▸ Texto exibido

┌──

CINCO MOTIVOS PRA REALMENTE ODIAR O ECAD

O mundo virtual brasileiro se assustou com a petulância do ECAD em cobrar um blogue por embutir vídeos do YouTube em seus posts. Mais de trezentos reais por mês. O povo, como já é de praxe, desceu o sarrafo na entidade, porque… bem, o povo da Internet é assim mesmo, gosta de dar sua opinião sobre qualquer coisa e contra tudo desse mundo cruel que abusa de nós, pobres coitados.

O diacho é que nesse caso, os indies-festivos, a geração mimimi e os jornalistas, músicos e autores têm razão. Talvez não se saiba exatamente o motivo, mas têm toda razão.

Antes, é preciso entender que o ECAD não é uma entidade dispensável. Quer dizer, aqui vou tentar mostrar que esse ECAD é dispensável, mas não se pode dispensar a ideia de uma entidade arrecadadora de direitos autorais.

Como diz o xaropeta do Luiz Nassif, o ECAD está certo quanto à ideia: “qualquer utilização de uma obra artística deve ser autorizada e remunerada. Salvo se a lei expressamente autorizar esse uso, no que se chama de ‘limitações'”, levando em conta que, “nesse particular, a lei brasileira é uma das piores do mundo e não libera quase nada”.

Aí, no caso da cobrança do blogue Caligraffiti ou nos casos de cobranças em casamentos e afins (que rendeu à entidade uma bela reversa da Justiça), ele percebe que o ECAD tá naquela do “joão-sem-braço”, do “vamos ver se cola”.

Não há embasamento legal pra essa cobrança, embora o ECAD diga que há. A confusão se dá porque a lei é dúbia, escrita porcamente, e dá margem a interpretações. O escritório alega que “o direito de execução pública no modo digital se dá através do conceito de transmissão presente no art. 5º inciso II da Lei de Direitos Autorais 9.610/98, que define que transmissão ou emissão é a difusão de sons ou de sons e imagens, por meio de ondas radioelétricas; sinais de satélite; fio, cabo ou outro condutor; meios ópticos ou qualquer outro processo eletromagnético, o que contempla também a internet”.

Contempla a Internet, mas isso não quer dizer toda a Internet (brasileira), porque a Internet não é feita só de execuções de vídeos, filmes e afins com o intuito de gerar receita, há a intenção da informação também e, nesse sentido, não há motivo legal pra cobrança.

└──

▸ Material exibido

┌──

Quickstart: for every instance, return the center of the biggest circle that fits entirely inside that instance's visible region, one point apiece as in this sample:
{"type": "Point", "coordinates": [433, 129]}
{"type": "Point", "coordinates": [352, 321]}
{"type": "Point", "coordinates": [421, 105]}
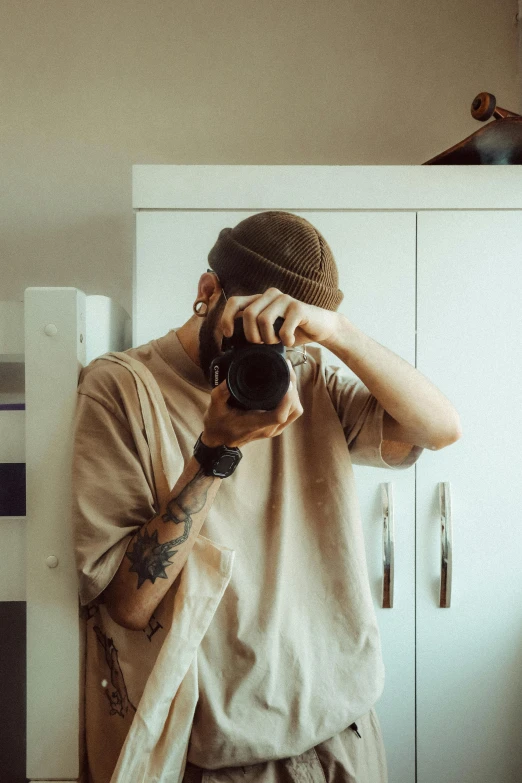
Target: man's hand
{"type": "Point", "coordinates": [304, 323]}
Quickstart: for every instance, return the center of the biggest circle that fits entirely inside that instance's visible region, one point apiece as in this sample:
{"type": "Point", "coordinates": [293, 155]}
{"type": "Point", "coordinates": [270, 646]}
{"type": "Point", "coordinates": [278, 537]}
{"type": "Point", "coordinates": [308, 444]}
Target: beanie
{"type": "Point", "coordinates": [278, 249]}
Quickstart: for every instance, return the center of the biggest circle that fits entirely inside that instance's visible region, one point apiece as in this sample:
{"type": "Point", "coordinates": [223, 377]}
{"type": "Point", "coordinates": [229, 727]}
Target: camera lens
{"type": "Point", "coordinates": [259, 378]}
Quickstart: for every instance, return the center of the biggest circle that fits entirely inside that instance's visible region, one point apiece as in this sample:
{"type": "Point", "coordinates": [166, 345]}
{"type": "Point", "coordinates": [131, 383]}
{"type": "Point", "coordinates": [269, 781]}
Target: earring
{"type": "Point", "coordinates": [198, 311]}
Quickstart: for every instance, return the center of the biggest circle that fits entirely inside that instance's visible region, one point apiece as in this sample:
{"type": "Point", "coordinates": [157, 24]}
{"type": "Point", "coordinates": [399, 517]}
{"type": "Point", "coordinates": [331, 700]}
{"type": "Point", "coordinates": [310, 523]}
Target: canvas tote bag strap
{"type": "Point", "coordinates": [158, 426]}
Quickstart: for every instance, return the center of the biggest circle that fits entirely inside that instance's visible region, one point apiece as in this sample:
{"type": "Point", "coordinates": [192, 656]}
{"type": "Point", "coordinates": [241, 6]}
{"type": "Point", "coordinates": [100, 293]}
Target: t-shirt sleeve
{"type": "Point", "coordinates": [361, 416]}
{"type": "Point", "coordinates": [111, 497]}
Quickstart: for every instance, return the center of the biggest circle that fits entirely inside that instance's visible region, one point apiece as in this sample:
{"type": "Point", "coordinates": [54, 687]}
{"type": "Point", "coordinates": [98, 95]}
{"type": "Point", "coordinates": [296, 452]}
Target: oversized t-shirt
{"type": "Point", "coordinates": [292, 655]}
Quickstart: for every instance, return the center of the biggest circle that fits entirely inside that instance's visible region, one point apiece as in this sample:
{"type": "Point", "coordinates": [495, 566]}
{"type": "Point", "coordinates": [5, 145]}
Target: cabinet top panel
{"type": "Point", "coordinates": [327, 187]}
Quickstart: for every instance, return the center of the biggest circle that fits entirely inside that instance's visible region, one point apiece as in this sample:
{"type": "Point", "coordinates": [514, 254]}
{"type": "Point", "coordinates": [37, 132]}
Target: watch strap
{"type": "Point", "coordinates": [220, 461]}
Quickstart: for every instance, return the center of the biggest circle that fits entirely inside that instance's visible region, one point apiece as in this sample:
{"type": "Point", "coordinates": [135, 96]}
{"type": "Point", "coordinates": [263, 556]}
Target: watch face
{"type": "Point", "coordinates": [225, 465]}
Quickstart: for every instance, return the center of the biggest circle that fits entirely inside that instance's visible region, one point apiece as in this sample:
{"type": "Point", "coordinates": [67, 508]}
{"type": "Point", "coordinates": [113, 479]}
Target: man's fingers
{"type": "Point", "coordinates": [234, 306]}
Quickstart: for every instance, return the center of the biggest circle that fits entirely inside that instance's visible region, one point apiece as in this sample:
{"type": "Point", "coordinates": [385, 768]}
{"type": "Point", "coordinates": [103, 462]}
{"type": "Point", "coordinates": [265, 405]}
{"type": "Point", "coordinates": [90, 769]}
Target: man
{"type": "Point", "coordinates": [291, 666]}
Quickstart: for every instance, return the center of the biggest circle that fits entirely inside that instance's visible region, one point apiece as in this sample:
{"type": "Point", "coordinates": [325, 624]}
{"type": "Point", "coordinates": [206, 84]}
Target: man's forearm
{"type": "Point", "coordinates": [158, 551]}
{"type": "Point", "coordinates": [408, 396]}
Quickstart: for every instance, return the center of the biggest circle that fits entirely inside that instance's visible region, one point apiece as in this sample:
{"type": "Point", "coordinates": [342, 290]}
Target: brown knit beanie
{"type": "Point", "coordinates": [281, 250]}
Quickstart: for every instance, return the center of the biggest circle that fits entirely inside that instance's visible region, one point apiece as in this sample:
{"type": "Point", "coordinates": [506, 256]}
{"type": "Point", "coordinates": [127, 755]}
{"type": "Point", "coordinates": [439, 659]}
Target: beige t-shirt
{"type": "Point", "coordinates": [292, 655]}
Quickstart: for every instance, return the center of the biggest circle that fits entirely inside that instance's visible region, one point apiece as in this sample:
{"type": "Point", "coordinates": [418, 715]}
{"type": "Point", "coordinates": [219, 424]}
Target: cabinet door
{"type": "Point", "coordinates": [375, 253]}
{"type": "Point", "coordinates": [469, 656]}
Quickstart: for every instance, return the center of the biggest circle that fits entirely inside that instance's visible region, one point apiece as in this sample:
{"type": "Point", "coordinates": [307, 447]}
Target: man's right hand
{"type": "Point", "coordinates": [228, 426]}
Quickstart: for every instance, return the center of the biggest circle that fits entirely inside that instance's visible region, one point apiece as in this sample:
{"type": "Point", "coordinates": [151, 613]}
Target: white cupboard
{"type": "Point", "coordinates": [429, 261]}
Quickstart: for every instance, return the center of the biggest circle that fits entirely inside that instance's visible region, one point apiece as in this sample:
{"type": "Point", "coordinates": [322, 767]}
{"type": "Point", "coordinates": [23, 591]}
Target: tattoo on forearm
{"type": "Point", "coordinates": [149, 558]}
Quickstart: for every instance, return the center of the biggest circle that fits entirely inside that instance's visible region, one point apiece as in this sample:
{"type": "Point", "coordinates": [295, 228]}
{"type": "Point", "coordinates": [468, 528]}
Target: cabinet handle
{"type": "Point", "coordinates": [388, 545]}
{"type": "Point", "coordinates": [446, 544]}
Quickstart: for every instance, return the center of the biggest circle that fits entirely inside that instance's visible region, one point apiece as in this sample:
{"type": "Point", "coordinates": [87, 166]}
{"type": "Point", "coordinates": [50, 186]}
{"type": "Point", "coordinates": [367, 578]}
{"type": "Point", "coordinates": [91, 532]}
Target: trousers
{"type": "Point", "coordinates": [356, 755]}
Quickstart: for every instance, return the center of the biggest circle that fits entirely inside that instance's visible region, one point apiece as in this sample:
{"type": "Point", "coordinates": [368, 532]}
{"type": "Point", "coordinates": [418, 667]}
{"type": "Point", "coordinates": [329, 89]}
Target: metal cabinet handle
{"type": "Point", "coordinates": [388, 545]}
{"type": "Point", "coordinates": [446, 541]}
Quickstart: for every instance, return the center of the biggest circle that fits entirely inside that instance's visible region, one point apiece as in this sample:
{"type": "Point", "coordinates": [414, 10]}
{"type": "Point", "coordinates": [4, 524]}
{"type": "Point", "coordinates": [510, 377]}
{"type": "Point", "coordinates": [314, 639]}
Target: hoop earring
{"type": "Point", "coordinates": [199, 312]}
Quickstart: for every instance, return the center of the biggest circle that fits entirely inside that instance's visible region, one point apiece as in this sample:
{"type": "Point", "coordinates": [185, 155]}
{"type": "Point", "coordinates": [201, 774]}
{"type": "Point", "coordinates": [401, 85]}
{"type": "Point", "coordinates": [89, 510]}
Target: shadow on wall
{"type": "Point", "coordinates": [95, 256]}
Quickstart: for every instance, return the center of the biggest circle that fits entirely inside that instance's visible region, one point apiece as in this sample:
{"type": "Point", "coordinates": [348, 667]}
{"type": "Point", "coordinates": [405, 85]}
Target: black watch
{"type": "Point", "coordinates": [220, 461]}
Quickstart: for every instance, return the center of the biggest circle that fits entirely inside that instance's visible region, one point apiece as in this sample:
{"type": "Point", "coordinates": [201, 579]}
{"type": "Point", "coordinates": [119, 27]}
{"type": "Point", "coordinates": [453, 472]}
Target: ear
{"type": "Point", "coordinates": [209, 288]}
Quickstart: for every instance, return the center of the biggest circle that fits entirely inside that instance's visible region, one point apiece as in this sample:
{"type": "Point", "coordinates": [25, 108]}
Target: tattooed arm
{"type": "Point", "coordinates": [158, 551]}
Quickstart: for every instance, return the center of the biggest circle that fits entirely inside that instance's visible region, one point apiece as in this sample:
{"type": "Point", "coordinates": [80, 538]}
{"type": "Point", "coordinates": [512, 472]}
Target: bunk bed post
{"type": "Point", "coordinates": [55, 352]}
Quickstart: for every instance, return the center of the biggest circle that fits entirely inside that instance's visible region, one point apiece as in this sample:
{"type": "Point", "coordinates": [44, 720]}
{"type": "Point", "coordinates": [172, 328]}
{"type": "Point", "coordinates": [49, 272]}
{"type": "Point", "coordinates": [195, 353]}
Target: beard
{"type": "Point", "coordinates": [209, 347]}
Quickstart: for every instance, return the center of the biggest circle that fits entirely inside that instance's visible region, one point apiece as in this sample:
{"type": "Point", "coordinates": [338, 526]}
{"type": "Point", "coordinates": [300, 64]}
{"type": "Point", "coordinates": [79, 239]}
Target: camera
{"type": "Point", "coordinates": [257, 375]}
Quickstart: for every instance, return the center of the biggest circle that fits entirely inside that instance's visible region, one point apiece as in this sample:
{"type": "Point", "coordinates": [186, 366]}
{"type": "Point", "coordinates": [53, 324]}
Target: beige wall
{"type": "Point", "coordinates": [90, 87]}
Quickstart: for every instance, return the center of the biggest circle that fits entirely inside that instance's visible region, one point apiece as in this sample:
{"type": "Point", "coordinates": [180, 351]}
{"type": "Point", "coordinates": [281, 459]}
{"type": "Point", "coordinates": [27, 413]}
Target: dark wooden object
{"type": "Point", "coordinates": [498, 143]}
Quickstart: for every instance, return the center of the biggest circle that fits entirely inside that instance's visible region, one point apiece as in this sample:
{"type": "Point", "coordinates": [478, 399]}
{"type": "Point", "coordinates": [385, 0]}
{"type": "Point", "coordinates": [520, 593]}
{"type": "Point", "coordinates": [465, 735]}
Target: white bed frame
{"type": "Point", "coordinates": [56, 332]}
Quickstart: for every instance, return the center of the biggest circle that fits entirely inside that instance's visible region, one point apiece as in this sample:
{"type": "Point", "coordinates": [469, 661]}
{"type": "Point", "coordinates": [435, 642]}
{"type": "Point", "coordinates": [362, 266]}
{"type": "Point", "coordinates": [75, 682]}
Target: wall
{"type": "Point", "coordinates": [89, 88]}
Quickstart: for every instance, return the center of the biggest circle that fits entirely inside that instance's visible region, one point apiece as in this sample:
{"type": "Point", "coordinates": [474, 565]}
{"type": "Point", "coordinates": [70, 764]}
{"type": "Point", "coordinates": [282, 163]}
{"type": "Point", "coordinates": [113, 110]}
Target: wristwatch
{"type": "Point", "coordinates": [220, 461]}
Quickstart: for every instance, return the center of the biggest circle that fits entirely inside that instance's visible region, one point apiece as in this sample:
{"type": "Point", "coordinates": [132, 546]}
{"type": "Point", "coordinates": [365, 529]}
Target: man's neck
{"type": "Point", "coordinates": [188, 335]}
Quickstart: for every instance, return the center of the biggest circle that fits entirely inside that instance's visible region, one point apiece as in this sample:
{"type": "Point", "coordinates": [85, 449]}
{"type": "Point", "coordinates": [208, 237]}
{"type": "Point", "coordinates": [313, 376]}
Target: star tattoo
{"type": "Point", "coordinates": [150, 558]}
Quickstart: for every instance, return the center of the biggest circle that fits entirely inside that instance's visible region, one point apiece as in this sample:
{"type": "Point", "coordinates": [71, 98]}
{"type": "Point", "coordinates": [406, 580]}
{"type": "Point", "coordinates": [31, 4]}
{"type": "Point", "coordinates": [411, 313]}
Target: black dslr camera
{"type": "Point", "coordinates": [257, 375]}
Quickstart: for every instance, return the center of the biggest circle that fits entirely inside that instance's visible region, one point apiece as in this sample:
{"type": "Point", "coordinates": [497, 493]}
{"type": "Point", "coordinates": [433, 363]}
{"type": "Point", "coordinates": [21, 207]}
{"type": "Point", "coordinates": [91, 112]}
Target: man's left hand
{"type": "Point", "coordinates": [304, 323]}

└──

▸ Instrução
Segundo o texto sobre o ECAD, quanto a entidade queria cobrar do blogue por embutir vídeos do YouTube?

▸ Resposta esperada
Mais de trezentos reais por mês.